## Instruction
Which lines in the records below contain the string "ceiling", with case counting? Pick out each one and copy it in full.

## Record extracts

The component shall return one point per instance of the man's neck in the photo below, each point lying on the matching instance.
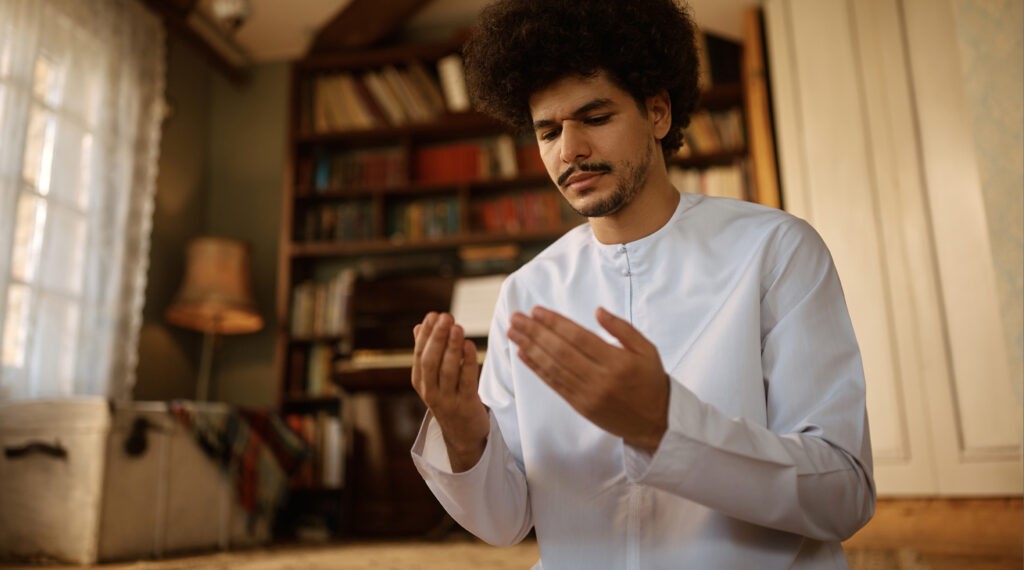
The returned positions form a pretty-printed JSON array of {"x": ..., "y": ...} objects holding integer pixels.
[{"x": 647, "y": 213}]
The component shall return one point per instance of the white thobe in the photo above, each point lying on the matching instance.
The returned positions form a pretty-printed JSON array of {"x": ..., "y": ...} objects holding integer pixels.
[{"x": 766, "y": 462}]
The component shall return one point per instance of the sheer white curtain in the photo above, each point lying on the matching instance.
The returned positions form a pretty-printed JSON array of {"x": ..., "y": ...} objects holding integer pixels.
[{"x": 81, "y": 101}]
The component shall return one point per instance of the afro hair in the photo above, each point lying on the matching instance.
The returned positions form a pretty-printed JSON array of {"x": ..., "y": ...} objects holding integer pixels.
[{"x": 518, "y": 47}]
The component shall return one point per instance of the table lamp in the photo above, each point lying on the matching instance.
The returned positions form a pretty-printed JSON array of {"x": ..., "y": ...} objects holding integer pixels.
[{"x": 215, "y": 297}]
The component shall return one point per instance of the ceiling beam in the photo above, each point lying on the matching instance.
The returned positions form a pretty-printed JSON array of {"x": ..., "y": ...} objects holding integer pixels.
[{"x": 183, "y": 17}]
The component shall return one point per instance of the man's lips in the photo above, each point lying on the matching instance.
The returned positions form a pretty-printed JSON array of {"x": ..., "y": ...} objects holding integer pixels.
[
  {"x": 574, "y": 175},
  {"x": 581, "y": 177}
]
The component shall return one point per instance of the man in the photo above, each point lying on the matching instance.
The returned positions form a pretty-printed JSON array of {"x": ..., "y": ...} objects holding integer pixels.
[{"x": 675, "y": 384}]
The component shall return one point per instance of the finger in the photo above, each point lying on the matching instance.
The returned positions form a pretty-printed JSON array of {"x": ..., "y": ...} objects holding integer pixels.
[
  {"x": 586, "y": 341},
  {"x": 434, "y": 339},
  {"x": 451, "y": 366},
  {"x": 548, "y": 354},
  {"x": 469, "y": 379},
  {"x": 552, "y": 375},
  {"x": 556, "y": 333},
  {"x": 631, "y": 339},
  {"x": 422, "y": 333}
]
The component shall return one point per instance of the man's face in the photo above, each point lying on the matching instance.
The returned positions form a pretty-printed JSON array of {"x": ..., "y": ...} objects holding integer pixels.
[{"x": 595, "y": 141}]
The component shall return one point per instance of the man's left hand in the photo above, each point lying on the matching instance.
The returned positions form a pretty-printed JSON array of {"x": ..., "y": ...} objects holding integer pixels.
[{"x": 623, "y": 390}]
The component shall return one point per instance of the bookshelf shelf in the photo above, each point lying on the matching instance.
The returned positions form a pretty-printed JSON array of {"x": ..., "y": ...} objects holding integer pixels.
[{"x": 339, "y": 249}]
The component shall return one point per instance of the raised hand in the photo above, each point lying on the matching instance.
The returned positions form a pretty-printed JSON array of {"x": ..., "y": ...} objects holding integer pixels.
[
  {"x": 445, "y": 375},
  {"x": 623, "y": 390}
]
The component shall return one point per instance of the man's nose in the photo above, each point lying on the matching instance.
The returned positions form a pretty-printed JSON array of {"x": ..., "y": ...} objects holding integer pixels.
[{"x": 573, "y": 143}]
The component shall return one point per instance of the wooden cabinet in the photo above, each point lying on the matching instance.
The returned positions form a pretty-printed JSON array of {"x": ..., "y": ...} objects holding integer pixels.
[{"x": 384, "y": 209}]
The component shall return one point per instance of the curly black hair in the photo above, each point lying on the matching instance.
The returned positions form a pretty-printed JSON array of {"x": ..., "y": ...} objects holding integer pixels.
[{"x": 518, "y": 47}]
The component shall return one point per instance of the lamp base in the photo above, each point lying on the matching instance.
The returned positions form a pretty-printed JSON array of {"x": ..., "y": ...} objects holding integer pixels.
[{"x": 205, "y": 366}]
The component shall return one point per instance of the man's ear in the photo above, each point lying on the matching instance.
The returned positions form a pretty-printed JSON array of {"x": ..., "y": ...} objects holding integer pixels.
[{"x": 659, "y": 113}]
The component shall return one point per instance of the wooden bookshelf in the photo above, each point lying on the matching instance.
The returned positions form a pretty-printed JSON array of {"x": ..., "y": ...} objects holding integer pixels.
[{"x": 358, "y": 198}]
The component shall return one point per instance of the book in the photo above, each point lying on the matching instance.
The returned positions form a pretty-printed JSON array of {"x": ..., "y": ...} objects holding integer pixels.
[
  {"x": 428, "y": 87},
  {"x": 385, "y": 97}
]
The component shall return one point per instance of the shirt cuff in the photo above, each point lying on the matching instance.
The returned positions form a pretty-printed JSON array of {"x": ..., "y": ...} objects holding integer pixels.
[
  {"x": 674, "y": 453},
  {"x": 430, "y": 452}
]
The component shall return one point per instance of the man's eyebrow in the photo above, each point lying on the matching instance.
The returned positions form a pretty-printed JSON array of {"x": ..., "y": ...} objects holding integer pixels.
[{"x": 592, "y": 105}]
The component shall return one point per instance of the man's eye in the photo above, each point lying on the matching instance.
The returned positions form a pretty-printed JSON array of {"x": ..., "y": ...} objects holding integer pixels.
[{"x": 550, "y": 134}]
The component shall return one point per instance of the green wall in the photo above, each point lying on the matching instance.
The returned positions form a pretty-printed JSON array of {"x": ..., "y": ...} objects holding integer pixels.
[{"x": 221, "y": 168}]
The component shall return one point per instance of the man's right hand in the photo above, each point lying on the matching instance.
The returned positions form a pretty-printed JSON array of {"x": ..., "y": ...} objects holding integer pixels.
[{"x": 445, "y": 375}]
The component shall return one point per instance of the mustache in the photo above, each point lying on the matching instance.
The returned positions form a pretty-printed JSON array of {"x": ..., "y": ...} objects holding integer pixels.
[{"x": 583, "y": 167}]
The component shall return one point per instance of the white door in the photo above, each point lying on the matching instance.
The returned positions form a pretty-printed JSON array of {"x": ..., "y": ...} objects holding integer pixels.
[{"x": 875, "y": 150}]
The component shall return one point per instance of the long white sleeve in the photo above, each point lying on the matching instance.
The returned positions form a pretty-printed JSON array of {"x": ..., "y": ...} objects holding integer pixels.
[
  {"x": 491, "y": 499},
  {"x": 766, "y": 463},
  {"x": 808, "y": 470}
]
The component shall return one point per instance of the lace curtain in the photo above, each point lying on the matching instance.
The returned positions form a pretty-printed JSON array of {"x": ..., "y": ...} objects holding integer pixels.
[{"x": 81, "y": 102}]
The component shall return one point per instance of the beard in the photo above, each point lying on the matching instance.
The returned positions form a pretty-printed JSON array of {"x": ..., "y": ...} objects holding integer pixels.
[{"x": 635, "y": 176}]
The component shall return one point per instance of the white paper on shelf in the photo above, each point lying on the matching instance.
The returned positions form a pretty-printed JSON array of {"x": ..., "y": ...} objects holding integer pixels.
[{"x": 473, "y": 301}]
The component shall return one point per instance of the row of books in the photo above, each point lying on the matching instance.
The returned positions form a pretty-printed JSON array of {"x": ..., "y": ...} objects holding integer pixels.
[
  {"x": 526, "y": 211},
  {"x": 423, "y": 219},
  {"x": 725, "y": 181},
  {"x": 379, "y": 168},
  {"x": 321, "y": 308},
  {"x": 347, "y": 221},
  {"x": 390, "y": 95},
  {"x": 712, "y": 132},
  {"x": 466, "y": 161},
  {"x": 326, "y": 436}
]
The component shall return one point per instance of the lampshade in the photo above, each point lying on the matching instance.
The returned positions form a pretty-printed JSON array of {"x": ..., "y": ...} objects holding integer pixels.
[{"x": 216, "y": 294}]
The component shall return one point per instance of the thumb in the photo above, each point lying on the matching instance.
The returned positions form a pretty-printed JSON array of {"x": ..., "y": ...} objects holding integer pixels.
[
  {"x": 470, "y": 373},
  {"x": 632, "y": 340}
]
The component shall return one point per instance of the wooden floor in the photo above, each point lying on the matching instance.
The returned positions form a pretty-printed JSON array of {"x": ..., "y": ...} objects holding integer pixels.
[
  {"x": 948, "y": 534},
  {"x": 905, "y": 534}
]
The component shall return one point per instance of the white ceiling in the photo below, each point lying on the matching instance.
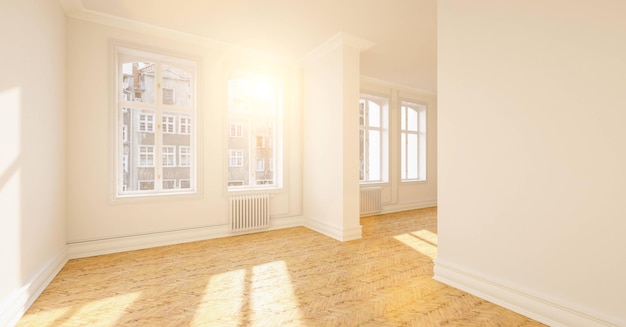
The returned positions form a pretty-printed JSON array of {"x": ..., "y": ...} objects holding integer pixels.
[{"x": 404, "y": 31}]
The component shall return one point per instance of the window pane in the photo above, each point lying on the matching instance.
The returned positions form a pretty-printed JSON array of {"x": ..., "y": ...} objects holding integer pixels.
[
  {"x": 403, "y": 155},
  {"x": 374, "y": 156},
  {"x": 176, "y": 86},
  {"x": 412, "y": 156},
  {"x": 362, "y": 153},
  {"x": 138, "y": 82},
  {"x": 138, "y": 152},
  {"x": 374, "y": 114},
  {"x": 412, "y": 119}
]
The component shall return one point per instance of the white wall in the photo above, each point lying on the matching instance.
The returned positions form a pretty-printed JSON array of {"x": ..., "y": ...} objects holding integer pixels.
[
  {"x": 330, "y": 93},
  {"x": 531, "y": 156},
  {"x": 91, "y": 213},
  {"x": 32, "y": 155},
  {"x": 397, "y": 195}
]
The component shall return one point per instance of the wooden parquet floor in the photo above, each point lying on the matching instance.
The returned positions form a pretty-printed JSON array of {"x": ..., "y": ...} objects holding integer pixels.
[{"x": 289, "y": 277}]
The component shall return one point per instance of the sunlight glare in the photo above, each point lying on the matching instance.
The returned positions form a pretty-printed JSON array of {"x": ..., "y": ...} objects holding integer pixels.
[
  {"x": 230, "y": 285},
  {"x": 9, "y": 128},
  {"x": 104, "y": 312},
  {"x": 421, "y": 241}
]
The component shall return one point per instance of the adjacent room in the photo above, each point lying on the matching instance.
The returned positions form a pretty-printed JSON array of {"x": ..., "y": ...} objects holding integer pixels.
[{"x": 326, "y": 163}]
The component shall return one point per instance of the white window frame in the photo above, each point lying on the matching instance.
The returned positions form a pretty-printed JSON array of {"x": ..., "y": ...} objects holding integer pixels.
[
  {"x": 383, "y": 132},
  {"x": 420, "y": 135},
  {"x": 168, "y": 121},
  {"x": 139, "y": 182},
  {"x": 124, "y": 53},
  {"x": 169, "y": 180},
  {"x": 168, "y": 156},
  {"x": 180, "y": 183},
  {"x": 235, "y": 158}
]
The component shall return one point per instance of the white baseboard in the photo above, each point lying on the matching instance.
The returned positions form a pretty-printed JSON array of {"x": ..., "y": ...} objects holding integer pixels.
[
  {"x": 391, "y": 208},
  {"x": 138, "y": 242},
  {"x": 339, "y": 234},
  {"x": 548, "y": 311},
  {"x": 14, "y": 308}
]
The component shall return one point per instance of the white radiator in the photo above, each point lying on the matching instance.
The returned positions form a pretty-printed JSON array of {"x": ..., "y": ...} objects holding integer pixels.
[
  {"x": 371, "y": 200},
  {"x": 249, "y": 212}
]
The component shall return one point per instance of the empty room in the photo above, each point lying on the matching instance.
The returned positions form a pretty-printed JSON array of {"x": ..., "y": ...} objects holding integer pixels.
[{"x": 312, "y": 163}]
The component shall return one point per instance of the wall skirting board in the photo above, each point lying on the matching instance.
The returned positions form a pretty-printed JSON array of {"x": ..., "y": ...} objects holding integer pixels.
[
  {"x": 339, "y": 234},
  {"x": 391, "y": 208},
  {"x": 548, "y": 311},
  {"x": 138, "y": 242},
  {"x": 14, "y": 308}
]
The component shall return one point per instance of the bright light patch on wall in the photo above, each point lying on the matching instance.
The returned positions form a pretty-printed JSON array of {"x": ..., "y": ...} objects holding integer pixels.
[
  {"x": 10, "y": 187},
  {"x": 10, "y": 129},
  {"x": 422, "y": 241}
]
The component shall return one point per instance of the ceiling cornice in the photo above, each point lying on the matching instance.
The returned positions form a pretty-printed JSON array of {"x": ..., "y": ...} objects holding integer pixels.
[{"x": 75, "y": 9}]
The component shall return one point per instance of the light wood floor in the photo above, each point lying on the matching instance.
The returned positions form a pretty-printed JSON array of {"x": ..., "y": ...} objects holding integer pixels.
[{"x": 289, "y": 277}]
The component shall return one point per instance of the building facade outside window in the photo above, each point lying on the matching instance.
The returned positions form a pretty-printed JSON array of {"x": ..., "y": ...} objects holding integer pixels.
[
  {"x": 155, "y": 110},
  {"x": 413, "y": 141},
  {"x": 374, "y": 139},
  {"x": 254, "y": 128}
]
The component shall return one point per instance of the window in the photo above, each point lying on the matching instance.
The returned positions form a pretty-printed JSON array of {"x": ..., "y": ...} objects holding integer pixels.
[
  {"x": 169, "y": 184},
  {"x": 184, "y": 156},
  {"x": 168, "y": 96},
  {"x": 125, "y": 162},
  {"x": 169, "y": 156},
  {"x": 374, "y": 138},
  {"x": 184, "y": 126},
  {"x": 236, "y": 130},
  {"x": 413, "y": 141},
  {"x": 146, "y": 122},
  {"x": 236, "y": 158},
  {"x": 254, "y": 118},
  {"x": 169, "y": 124},
  {"x": 154, "y": 92},
  {"x": 146, "y": 156},
  {"x": 260, "y": 164}
]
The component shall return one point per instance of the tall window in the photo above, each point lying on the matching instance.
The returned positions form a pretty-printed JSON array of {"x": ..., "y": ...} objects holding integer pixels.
[
  {"x": 154, "y": 93},
  {"x": 413, "y": 141},
  {"x": 374, "y": 138},
  {"x": 254, "y": 120}
]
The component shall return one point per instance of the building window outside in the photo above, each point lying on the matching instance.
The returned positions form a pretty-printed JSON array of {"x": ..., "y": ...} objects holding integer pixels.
[
  {"x": 374, "y": 138},
  {"x": 169, "y": 124},
  {"x": 260, "y": 164},
  {"x": 413, "y": 141},
  {"x": 146, "y": 156},
  {"x": 254, "y": 118},
  {"x": 169, "y": 156},
  {"x": 146, "y": 123},
  {"x": 184, "y": 156},
  {"x": 151, "y": 92},
  {"x": 168, "y": 96},
  {"x": 236, "y": 130},
  {"x": 184, "y": 125},
  {"x": 236, "y": 158}
]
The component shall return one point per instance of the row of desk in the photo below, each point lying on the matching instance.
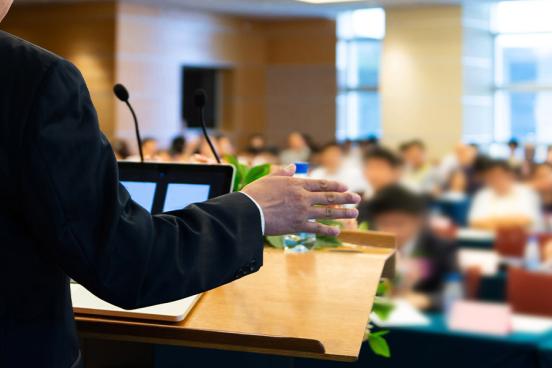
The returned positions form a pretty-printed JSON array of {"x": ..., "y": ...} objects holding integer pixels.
[{"x": 428, "y": 346}]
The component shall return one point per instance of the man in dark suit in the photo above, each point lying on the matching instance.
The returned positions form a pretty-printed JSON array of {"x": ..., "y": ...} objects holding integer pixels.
[
  {"x": 424, "y": 260},
  {"x": 64, "y": 214}
]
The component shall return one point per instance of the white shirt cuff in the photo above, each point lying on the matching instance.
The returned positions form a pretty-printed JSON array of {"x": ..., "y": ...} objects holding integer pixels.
[{"x": 260, "y": 210}]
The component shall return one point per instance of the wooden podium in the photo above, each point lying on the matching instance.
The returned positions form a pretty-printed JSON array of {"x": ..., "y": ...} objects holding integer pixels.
[{"x": 313, "y": 305}]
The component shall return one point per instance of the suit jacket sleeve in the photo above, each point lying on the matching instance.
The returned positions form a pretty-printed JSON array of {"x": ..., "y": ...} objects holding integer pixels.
[{"x": 85, "y": 221}]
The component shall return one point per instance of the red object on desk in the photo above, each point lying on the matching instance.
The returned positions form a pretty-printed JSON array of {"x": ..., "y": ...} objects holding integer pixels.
[
  {"x": 530, "y": 292},
  {"x": 484, "y": 318},
  {"x": 511, "y": 241}
]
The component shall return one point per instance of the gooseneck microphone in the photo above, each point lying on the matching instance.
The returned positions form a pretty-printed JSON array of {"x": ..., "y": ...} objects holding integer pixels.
[
  {"x": 122, "y": 94},
  {"x": 200, "y": 99}
]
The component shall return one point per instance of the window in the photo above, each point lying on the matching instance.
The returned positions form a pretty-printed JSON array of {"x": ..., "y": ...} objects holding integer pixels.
[
  {"x": 523, "y": 71},
  {"x": 360, "y": 35}
]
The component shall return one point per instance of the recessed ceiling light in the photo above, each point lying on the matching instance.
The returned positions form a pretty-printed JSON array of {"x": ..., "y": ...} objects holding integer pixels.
[{"x": 328, "y": 1}]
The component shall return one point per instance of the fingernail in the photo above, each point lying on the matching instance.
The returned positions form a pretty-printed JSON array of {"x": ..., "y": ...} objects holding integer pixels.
[{"x": 355, "y": 198}]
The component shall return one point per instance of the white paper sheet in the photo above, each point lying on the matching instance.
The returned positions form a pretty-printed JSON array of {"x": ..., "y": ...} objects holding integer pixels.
[
  {"x": 404, "y": 314},
  {"x": 84, "y": 302}
]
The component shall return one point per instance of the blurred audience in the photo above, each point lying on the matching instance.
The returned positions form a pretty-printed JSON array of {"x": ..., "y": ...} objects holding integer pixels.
[
  {"x": 418, "y": 175},
  {"x": 120, "y": 148},
  {"x": 528, "y": 164},
  {"x": 541, "y": 182},
  {"x": 423, "y": 260},
  {"x": 256, "y": 144},
  {"x": 333, "y": 167},
  {"x": 503, "y": 202},
  {"x": 456, "y": 188},
  {"x": 381, "y": 168},
  {"x": 177, "y": 150},
  {"x": 297, "y": 149}
]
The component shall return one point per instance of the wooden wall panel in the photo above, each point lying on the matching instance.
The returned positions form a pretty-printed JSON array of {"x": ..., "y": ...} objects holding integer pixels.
[
  {"x": 421, "y": 79},
  {"x": 153, "y": 43},
  {"x": 301, "y": 79},
  {"x": 83, "y": 33}
]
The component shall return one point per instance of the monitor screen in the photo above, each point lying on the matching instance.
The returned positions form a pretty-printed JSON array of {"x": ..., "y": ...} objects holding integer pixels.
[
  {"x": 181, "y": 195},
  {"x": 142, "y": 193}
]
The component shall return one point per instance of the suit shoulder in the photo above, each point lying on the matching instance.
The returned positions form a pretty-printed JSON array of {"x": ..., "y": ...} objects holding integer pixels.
[{"x": 22, "y": 57}]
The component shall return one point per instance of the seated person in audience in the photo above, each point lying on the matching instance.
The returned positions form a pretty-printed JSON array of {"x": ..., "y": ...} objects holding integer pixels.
[
  {"x": 528, "y": 164},
  {"x": 332, "y": 165},
  {"x": 503, "y": 202},
  {"x": 149, "y": 150},
  {"x": 256, "y": 144},
  {"x": 298, "y": 149},
  {"x": 423, "y": 260},
  {"x": 381, "y": 168},
  {"x": 463, "y": 157},
  {"x": 456, "y": 187},
  {"x": 513, "y": 158},
  {"x": 120, "y": 148},
  {"x": 177, "y": 149},
  {"x": 419, "y": 175},
  {"x": 541, "y": 182},
  {"x": 225, "y": 146}
]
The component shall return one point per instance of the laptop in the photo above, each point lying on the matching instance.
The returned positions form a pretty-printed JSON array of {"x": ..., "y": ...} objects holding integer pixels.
[
  {"x": 165, "y": 187},
  {"x": 160, "y": 187}
]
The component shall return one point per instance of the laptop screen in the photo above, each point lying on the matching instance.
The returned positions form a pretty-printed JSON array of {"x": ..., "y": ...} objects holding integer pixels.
[
  {"x": 182, "y": 195},
  {"x": 164, "y": 187},
  {"x": 142, "y": 193}
]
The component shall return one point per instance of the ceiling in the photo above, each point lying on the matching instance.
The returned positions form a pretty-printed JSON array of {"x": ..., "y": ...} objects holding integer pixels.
[{"x": 274, "y": 8}]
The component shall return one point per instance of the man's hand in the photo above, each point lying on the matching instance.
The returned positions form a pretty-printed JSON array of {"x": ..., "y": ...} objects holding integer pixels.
[{"x": 288, "y": 203}]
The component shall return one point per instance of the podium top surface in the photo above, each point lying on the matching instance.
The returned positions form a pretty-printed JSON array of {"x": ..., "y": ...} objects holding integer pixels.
[{"x": 313, "y": 305}]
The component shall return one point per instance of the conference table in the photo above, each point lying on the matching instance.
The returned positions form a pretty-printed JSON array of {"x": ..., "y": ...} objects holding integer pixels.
[
  {"x": 433, "y": 345},
  {"x": 313, "y": 305}
]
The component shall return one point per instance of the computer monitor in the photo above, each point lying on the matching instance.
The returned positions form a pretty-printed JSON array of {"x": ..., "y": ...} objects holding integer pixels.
[{"x": 165, "y": 187}]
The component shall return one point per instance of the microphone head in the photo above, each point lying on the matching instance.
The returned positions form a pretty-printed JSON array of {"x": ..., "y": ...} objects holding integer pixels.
[
  {"x": 200, "y": 98},
  {"x": 121, "y": 92}
]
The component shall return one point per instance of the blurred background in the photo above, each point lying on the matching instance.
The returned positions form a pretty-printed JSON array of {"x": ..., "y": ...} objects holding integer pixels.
[{"x": 438, "y": 112}]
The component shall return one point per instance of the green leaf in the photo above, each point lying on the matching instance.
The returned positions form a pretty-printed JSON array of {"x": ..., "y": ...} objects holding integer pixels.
[
  {"x": 233, "y": 160},
  {"x": 383, "y": 287},
  {"x": 275, "y": 241},
  {"x": 364, "y": 225},
  {"x": 256, "y": 173},
  {"x": 379, "y": 345},
  {"x": 382, "y": 308}
]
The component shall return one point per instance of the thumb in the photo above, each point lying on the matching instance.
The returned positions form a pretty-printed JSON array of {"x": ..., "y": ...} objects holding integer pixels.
[{"x": 284, "y": 171}]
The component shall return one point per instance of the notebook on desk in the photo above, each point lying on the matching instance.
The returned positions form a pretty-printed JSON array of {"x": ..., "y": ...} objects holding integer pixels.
[
  {"x": 84, "y": 302},
  {"x": 160, "y": 187}
]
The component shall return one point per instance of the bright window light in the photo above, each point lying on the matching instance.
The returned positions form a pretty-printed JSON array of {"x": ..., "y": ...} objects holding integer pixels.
[
  {"x": 363, "y": 23},
  {"x": 522, "y": 16}
]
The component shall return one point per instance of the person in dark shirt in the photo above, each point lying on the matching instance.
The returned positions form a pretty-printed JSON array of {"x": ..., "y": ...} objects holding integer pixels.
[
  {"x": 423, "y": 259},
  {"x": 65, "y": 214},
  {"x": 381, "y": 168}
]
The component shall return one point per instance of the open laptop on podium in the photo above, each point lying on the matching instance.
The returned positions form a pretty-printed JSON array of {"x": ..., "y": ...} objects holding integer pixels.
[{"x": 160, "y": 187}]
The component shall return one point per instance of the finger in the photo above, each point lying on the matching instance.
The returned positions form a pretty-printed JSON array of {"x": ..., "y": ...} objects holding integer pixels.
[
  {"x": 313, "y": 185},
  {"x": 320, "y": 229},
  {"x": 328, "y": 213},
  {"x": 331, "y": 198},
  {"x": 284, "y": 171}
]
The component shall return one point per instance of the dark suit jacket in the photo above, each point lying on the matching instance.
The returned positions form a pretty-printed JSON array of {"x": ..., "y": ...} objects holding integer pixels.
[
  {"x": 64, "y": 214},
  {"x": 440, "y": 257}
]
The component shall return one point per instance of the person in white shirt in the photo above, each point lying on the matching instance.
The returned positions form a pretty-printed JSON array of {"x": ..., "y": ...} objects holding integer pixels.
[
  {"x": 503, "y": 202},
  {"x": 332, "y": 166},
  {"x": 419, "y": 175},
  {"x": 298, "y": 149}
]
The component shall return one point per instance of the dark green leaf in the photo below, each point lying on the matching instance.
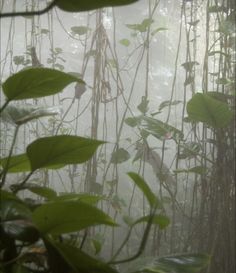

## Final result
The component shall return one point per instance of the ceiling beam in the photo above, each point lying on the matching instance.
The component shall return one point per instance of the white ceiling in the photo below, each point lying on the matching instance.
The component shall return one point per instance of the ceiling cornice in the photo above, each point lying on the matching instance.
The component shall return one point per instance of the recessed ceiling light in the photo above, each point lying on the matching instance.
The component shall return one point per instance of the ceiling in the photo above, each point lying on the matching instance.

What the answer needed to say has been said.